▶ Task
Taking the line with "output x=225, y=307." as the first and the line with "output x=203, y=96." as the last, set down exactly every line in that range from the entries below, and no more.
━━ Materials provided ━━
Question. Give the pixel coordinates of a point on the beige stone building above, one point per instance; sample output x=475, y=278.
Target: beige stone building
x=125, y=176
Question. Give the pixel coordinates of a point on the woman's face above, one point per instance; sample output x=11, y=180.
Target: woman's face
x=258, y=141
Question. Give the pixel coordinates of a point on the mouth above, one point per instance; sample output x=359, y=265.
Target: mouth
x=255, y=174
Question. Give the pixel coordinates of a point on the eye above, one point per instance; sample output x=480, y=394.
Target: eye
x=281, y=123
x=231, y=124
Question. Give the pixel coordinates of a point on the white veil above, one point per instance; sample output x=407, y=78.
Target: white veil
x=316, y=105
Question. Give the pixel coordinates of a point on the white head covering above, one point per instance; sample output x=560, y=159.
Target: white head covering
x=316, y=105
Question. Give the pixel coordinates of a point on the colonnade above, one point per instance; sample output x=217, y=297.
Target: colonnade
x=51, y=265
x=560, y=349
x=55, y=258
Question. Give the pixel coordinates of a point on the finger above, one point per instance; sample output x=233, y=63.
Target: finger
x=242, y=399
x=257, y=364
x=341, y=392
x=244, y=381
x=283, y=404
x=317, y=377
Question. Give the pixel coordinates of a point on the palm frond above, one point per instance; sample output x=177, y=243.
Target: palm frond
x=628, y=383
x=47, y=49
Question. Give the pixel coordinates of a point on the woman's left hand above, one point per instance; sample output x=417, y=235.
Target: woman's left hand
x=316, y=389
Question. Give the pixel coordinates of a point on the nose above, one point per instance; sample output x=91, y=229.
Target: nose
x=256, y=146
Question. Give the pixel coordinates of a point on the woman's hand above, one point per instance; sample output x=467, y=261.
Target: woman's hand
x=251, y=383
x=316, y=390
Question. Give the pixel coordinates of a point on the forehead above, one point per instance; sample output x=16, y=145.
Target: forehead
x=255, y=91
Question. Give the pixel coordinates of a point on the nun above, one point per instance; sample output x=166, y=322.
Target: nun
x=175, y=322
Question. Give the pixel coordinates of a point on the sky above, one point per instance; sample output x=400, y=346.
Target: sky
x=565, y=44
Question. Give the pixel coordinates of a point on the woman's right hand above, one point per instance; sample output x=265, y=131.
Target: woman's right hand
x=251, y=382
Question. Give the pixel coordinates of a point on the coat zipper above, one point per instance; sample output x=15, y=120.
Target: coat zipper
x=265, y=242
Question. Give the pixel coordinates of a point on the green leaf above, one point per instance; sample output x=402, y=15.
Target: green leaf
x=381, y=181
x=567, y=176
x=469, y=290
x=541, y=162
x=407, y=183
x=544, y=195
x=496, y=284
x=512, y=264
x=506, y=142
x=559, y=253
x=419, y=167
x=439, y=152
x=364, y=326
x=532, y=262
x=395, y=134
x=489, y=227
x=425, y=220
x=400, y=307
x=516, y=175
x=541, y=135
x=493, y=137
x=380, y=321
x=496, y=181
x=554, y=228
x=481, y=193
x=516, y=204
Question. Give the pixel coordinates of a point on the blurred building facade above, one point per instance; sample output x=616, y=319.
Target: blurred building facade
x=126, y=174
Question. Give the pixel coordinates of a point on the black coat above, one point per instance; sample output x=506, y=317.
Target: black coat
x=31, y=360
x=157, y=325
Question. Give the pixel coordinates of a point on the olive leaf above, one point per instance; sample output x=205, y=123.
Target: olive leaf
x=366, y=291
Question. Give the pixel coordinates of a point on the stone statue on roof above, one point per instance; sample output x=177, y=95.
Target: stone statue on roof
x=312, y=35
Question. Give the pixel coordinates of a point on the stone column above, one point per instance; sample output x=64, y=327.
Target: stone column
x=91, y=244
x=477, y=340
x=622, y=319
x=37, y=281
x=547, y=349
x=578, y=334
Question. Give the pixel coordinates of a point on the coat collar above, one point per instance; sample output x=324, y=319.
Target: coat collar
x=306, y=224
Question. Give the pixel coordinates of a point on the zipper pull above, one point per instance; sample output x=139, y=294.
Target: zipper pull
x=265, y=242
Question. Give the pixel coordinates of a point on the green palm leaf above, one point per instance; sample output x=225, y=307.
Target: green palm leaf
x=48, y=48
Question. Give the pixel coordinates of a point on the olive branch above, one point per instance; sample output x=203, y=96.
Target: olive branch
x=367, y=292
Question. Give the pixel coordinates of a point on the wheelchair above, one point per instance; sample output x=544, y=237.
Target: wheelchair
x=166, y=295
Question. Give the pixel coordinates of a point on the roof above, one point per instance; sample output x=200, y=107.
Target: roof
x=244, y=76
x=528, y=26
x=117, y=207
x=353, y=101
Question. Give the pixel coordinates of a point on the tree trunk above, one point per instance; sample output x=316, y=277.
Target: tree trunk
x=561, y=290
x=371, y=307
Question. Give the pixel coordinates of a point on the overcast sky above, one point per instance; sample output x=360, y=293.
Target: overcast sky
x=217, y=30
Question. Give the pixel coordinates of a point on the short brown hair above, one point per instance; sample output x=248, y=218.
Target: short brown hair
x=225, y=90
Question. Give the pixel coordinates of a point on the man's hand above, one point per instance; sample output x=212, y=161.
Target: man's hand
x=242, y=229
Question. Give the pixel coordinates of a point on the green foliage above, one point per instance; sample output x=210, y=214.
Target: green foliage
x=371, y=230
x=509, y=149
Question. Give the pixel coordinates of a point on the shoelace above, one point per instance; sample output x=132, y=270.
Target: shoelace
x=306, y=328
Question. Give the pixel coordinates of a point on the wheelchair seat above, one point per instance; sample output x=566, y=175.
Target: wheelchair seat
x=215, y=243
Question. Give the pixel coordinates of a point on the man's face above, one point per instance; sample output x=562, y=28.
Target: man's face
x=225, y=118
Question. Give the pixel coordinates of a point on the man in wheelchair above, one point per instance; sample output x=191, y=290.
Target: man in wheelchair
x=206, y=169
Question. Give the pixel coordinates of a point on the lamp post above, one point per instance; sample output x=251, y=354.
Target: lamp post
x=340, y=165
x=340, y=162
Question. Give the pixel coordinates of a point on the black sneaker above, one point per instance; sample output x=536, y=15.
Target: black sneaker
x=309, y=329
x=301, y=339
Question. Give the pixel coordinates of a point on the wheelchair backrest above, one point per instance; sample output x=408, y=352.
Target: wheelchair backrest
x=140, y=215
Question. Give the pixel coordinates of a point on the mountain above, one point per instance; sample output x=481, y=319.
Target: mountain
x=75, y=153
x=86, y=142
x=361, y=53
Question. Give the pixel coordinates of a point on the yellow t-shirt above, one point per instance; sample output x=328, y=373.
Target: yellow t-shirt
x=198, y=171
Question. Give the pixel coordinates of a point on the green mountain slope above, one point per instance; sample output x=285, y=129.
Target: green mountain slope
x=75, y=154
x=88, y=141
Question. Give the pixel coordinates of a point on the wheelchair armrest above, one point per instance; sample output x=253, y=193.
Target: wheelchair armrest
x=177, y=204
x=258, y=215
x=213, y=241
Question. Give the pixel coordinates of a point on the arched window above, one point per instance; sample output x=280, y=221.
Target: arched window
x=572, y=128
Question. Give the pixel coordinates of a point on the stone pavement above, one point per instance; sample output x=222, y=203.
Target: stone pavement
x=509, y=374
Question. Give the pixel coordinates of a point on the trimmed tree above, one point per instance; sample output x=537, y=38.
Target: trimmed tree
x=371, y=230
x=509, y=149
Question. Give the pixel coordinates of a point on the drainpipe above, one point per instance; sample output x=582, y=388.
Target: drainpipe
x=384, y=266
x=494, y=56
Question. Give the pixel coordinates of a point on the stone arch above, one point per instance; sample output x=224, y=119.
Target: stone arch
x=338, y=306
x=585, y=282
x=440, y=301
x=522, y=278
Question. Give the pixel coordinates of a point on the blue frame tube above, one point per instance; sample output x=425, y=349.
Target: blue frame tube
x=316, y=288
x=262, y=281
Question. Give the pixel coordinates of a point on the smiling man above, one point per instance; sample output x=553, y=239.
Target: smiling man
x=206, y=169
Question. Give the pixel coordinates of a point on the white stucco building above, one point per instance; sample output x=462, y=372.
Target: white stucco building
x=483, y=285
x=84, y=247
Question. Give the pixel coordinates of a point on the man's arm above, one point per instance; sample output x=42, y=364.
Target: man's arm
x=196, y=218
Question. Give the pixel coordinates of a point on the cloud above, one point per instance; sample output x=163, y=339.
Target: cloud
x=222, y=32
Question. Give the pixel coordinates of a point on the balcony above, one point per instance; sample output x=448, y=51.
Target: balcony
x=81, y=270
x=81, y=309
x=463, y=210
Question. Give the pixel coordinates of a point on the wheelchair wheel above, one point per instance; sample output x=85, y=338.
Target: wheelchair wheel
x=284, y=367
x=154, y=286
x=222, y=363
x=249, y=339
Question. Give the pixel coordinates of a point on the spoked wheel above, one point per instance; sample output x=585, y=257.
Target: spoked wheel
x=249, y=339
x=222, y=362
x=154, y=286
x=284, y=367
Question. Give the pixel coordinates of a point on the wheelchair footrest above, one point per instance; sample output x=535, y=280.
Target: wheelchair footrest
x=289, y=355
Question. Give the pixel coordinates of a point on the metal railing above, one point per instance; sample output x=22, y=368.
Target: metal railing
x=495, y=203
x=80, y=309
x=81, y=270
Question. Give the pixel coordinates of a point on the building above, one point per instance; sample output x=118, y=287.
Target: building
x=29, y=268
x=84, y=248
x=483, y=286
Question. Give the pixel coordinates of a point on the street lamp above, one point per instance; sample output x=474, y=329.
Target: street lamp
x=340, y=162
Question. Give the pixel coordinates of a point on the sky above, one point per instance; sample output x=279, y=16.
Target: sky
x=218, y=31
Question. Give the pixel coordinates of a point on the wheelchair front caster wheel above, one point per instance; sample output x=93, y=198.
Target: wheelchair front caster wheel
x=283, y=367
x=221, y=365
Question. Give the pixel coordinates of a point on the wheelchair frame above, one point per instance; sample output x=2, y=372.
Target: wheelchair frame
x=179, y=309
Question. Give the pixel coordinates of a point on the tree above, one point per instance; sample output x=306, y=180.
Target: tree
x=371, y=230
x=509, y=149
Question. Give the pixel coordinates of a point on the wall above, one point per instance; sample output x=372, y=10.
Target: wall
━━━
▶ Exercise answer
Question. Give the pixel coordinates of a point on the green palm leaf above, one point per instance; sample output x=225, y=307.
Target: green palm leaf
x=48, y=48
Question. Give the pixel coordinates of a point on the olive branch above, one point per instance; sample output x=203, y=96.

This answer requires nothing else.